§ OBJECTIVE 1
Output everything in the transcript from "RAJ SHAH, WHITE" down to "interview are accurate.", copied word for word.

— Begin TEXT PASSAGE —

TOOBIN: Absolutely. And that -- and he does have a foot in at this point. I mean, he has not gotten all the way there. But this is a serious lawsuit against the president -- against the president and Michael Cohen relating to Stormy Daniels' alleged nondisclosure agreement. And he may yet get a deposition.

BERMAN: All right. Jeffrey, you were in the middle of an interesting discussion last night. And I put discussion in quotation marks right now.


BERMAN: This was on "AC 360." And you were sitting between Michael Avenatti and an attorney who is a friend of Michael Cohen. I'm going to walk you down memory lane and play a little bit.

TOOBIN: OK. All right.


MICHAEL AVENATTI, ATTORNEY FOR STORMY DANIELS: Let's talk about Michael Cohen, what kind of a man this is. This is the kind of guy who claimed in connection with that story that there's no such thing as spousal rape. This is a legal genius. Right. Completely false. The guy doesn't even know the law and he's a thug. Your friend is a thug.


AVENATTI: He's a thug.

SCHWARTZ: That's a million dollars?


AVENATTI: Thug. Thug.

SCHWARTZ: A million dollars, a million dollars.



SCHWARTZ: Anyone who can come on --


TOOBIN: So it was kind of high brow. I don't know. It was more like a C-SPAN thing happening.

BERMAN: But aside from making you look exceedingly rational by comparison --


TOOBIN: Not easy. Yes.

BERMAN: Does either side get anything out of that in this legal and political and public opinion debate right now?

TOOBIN: Well, you know, I -- it's very hard for me to say what the public opinion is about, you know, that particular aspect, but I do think, you know, Michael Avenatti is focusing on the peculiar role of Michael Cohen here. I mean, remember, Michael Cohen claims that when it came to Stormy Daniels he paid out of his own pocket, out of the line of credit in his house, $130,000. That is still --

BERMAN: You keep asking about that.


BERMAN: Why do you think that point is so important?

TOOBIN: Because it's so improbable. I mean, you know, I've been around lawyers my whole life. I think most people in the world have dealt with lawyers one time or another. Who knows a lawyer who pays out of his own pocket a damage award or a settlement for a client? I've never heard of it in my life. And I think it has a surface in plausibility and it's important because that $130,000 could be seen as a campaign finance violation given the fact that it was given on October 28th right on the eve of the election.

BERMAN: Jeffrey Toobin, the exceedingly rational Jeffrey Toobin.

TOOBIN: Indeed.

[09:10:03] BERMAN: Thank you so much for being here. I appreciate it.

Joining me now, Matt Lewis, CNN political commentator, Lynn Sweet, Washington bureau chief of the "Chicago Sun-Times," and Amber Phillips, a political reporter for the "Washington Post's" political blog "The Fix."

You guys are also exceedingly rational. The White House is not being silent on Stormy Daniels. The president is, not the White House. Deputy press secretary Raj Shah had this to say at the podium.


RAJ SHAH, WHITE HOUSE PRINCIPAL DEPUTY PRESS SECRETARY: The president doesn't believe that any of the claims that Miss Daniels made last night in the interview are accurate.


BERMAN: Again, that's the White House. But the president's silence here is remarkable, Lynn. What do you think he gets out of that?

— End TEXT PASSAGE —

§ OBJECTIVE 2
Gather every line of the entries that contains the string "lamp", matching case exactly.

— Begin EXERCISE MATERIAL —

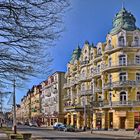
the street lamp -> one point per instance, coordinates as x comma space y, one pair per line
85, 122
14, 107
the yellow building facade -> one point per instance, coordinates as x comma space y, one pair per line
103, 81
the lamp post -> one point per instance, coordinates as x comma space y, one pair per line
14, 128
85, 122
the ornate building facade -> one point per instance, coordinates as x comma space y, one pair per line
103, 81
52, 98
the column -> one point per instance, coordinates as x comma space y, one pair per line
94, 120
129, 125
103, 120
78, 94
72, 119
103, 81
78, 120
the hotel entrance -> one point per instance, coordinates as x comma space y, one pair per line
122, 122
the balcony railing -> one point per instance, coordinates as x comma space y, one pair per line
66, 85
97, 90
67, 97
83, 63
117, 84
108, 48
122, 45
86, 92
119, 64
85, 77
121, 104
107, 104
96, 71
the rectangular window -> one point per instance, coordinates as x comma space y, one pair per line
137, 59
138, 77
123, 77
138, 96
122, 60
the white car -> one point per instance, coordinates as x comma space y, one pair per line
33, 124
56, 125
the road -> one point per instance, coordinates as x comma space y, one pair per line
48, 134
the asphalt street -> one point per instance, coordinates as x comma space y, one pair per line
49, 134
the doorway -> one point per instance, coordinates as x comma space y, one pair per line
111, 120
122, 122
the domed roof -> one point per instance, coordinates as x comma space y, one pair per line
76, 55
123, 20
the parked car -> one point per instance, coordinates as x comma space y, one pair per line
66, 128
69, 128
62, 127
33, 124
26, 123
19, 123
57, 125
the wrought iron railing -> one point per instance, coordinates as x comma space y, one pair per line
86, 92
126, 83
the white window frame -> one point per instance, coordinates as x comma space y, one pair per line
137, 59
122, 60
123, 77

— End EXERCISE MATERIAL —

§ COMPLETE OUTPUT 1
RAJ SHAH, WHITE HOUSE PRINCIPAL DEPUTY PRESS SECRETARY: The president doesn't believe that any of the claims that Miss Daniels made last night in the interview are accurate.

§ COMPLETE OUTPUT 2
the street lamp -> one point per instance, coordinates as x comma space y, one pair per line
the lamp post -> one point per instance, coordinates as x comma space y, one pair per line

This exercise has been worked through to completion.